> PROMPT
Copy every item below word for word, keeping each line as it stands.

***

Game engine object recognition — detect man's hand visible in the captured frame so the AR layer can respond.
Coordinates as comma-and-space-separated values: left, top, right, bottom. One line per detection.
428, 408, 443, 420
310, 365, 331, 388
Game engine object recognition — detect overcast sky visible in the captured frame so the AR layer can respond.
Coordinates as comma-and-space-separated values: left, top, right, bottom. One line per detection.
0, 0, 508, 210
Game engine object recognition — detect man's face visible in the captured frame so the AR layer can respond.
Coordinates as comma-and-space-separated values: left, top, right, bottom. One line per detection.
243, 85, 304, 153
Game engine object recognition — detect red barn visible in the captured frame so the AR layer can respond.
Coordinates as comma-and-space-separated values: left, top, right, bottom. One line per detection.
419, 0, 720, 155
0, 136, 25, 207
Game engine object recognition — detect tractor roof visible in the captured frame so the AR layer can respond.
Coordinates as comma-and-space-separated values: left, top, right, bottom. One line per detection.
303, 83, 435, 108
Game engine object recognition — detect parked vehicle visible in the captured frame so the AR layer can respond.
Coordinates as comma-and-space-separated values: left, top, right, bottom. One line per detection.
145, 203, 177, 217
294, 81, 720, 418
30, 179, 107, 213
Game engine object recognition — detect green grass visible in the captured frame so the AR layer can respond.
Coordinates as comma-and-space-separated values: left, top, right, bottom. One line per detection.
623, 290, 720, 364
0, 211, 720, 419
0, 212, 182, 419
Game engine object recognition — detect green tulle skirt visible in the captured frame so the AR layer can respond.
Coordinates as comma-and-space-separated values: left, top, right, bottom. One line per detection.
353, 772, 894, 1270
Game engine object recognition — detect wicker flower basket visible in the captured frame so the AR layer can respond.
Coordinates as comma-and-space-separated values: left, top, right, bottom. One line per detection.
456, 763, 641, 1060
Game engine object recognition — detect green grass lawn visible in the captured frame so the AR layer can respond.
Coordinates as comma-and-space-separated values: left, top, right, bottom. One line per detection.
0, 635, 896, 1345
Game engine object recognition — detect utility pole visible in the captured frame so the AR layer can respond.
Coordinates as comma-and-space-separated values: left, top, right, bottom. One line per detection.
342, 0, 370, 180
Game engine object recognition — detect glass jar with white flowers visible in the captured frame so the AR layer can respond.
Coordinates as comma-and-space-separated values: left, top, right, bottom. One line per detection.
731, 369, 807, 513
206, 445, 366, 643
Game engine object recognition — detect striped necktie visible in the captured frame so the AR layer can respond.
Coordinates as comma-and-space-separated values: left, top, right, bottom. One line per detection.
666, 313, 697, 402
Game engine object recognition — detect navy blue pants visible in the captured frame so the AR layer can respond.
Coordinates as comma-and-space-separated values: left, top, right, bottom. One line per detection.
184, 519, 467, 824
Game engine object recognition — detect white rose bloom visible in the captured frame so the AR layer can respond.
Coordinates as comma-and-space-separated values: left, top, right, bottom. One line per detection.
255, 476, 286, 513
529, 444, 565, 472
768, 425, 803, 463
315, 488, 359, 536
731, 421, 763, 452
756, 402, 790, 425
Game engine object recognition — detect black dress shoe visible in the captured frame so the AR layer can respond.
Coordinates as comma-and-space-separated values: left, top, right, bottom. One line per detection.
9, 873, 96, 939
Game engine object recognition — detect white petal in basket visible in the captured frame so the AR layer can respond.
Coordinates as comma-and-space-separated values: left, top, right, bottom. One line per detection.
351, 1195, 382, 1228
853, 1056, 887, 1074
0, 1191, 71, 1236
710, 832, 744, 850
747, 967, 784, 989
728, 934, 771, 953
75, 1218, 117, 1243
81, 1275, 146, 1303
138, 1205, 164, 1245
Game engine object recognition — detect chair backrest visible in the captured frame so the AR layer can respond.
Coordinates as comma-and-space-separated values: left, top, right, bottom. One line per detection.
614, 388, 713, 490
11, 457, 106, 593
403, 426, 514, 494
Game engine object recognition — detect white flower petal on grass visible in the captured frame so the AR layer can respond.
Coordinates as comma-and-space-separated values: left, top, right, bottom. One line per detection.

***

> SOLVED EXERCISE
Game engine object recognition — detect man's hand visible in the captured frame so the AR layer can respond.
Coordinates as comma-and-space-separated values: left, top, right, bottom. One line per detection.
428, 408, 443, 420
310, 365, 331, 388
Game engine object recognition — detect overcast sky visible in the captured frame so the AR layer can respond.
Coordinates as comma-and-space-separated values: left, top, right, bottom. One line per detection.
0, 0, 508, 210
Game engine object recognition — detect man's face visible in the captured frame so the AR layer can respond.
Coordinates as comma-and-space-separated values: left, top, right, bottom. One line per detection.
243, 85, 304, 153
Game engine object recognition — detect red barn visible in the captured frame so the AR layer can respond.
Coordinates as comma-and-space-separated values: left, top, right, bottom. One line per detection.
419, 0, 720, 155
0, 136, 25, 207
Game engine object recognition — detect tractor roof visible in the captured frame so the AR layer can respond.
Coordinates as comma-and-space-separated values: left, top, right, bottom. One line per detection.
303, 83, 435, 108
Game engine object recognition — detect parked vehicle visible in the captured frame so the AR layer can respond.
Coordinates as comma-and-space-separated values: left, top, right, bottom. One line per detection.
145, 203, 177, 217
294, 81, 720, 418
30, 179, 107, 213
Game engine object recognition — detect green grass visible in the captured frame so the AR layer can respond.
Coordinates as comma-and-space-separated values: left, top, right, bottom. One line per detection.
623, 290, 720, 364
0, 211, 720, 419
0, 212, 182, 419
Game engine object recognition — detect green tulle skirt visible in the captured frame so the AR layer can respond.
Coordinates as comma-and-space-separated values: left, top, right, bottom. One line per detection.
353, 772, 894, 1270
Game engine object recognition — detect wicker flower basket visible in the captured frame so the AR layer can respond.
Coordinates as comma-and-space-separated values: left, top, right, bottom. One line per detection.
456, 763, 641, 1060
Game engine object recognition — detect green grass lawn visible in the captured frame so the AR layer can respond.
Coordinates as comma-and-space-separated values: left, top, right, bottom. One line per detection.
0, 635, 896, 1345
Game engine object recognition — detect utility pole visible in the captured frame so the AR layer can respond.
Coordinates as comma-and-space-separated values: left, top, right, bottom. One line per detection.
342, 0, 370, 180
Game engine object recognition — detect glass jar with white flowers visible in the captured frame so the AR layer can respond.
Coordinates as comma-and-space-separated values: left, top, right, bottom. One line per detection.
731, 369, 807, 513
206, 445, 366, 643
Game engine object recognition — detect striped necktie visible in the captured frame so the AR layer can respond.
Coordinates as comma-and-space-separated values: left, top, right, bottom. One line per detection.
666, 313, 697, 402
Game engine object recognition — detect navy blue pants visible in the captured frame so the AR layer can respond.
Coordinates as comma-and-space-separated values: left, top, right, bottom. One line per detection.
184, 519, 467, 824
Game engine object recognition — detect white rose bloom visible in the captured frame so the AR layer can respond.
Coordinates as comma-and-space-separated values: left, top, right, bottom. One line per detection.
255, 476, 286, 513
529, 444, 565, 472
768, 425, 803, 463
315, 488, 359, 536
731, 421, 763, 452
756, 402, 790, 425
Game engine object recognition — detect black dress shoe visible in the captured frame so the AR layer can respond.
Coordinates as comma-and-space-separated values: left, top, right, bottom. One line per detection.
9, 873, 96, 939
Game engine object recognition — detect white petal in basket visible in the captured frame so the AR layer can respond.
Coordinates as comma-and-space-separated values: left, top, right, bottom. One line per detection.
351, 1195, 382, 1228
853, 1056, 887, 1074
0, 1191, 71, 1236
710, 832, 744, 850
747, 967, 784, 989
728, 934, 771, 953
75, 1218, 117, 1243
81, 1275, 146, 1303
138, 1205, 164, 1245
Game engine object recognition — detect chair backrest visible in the captured frame so the AR layer can respond.
Coordinates as comma-and-space-separated values: left, top, right, bottom. One line per detection.
614, 388, 713, 490
11, 457, 106, 593
403, 426, 514, 494
Game engine object recognition — detect white flower petal on grass visible in the captured frame so the AR layer can respond.
Coordinates as comma-and-space-separated values: left, top, right, bottom. One line per detection.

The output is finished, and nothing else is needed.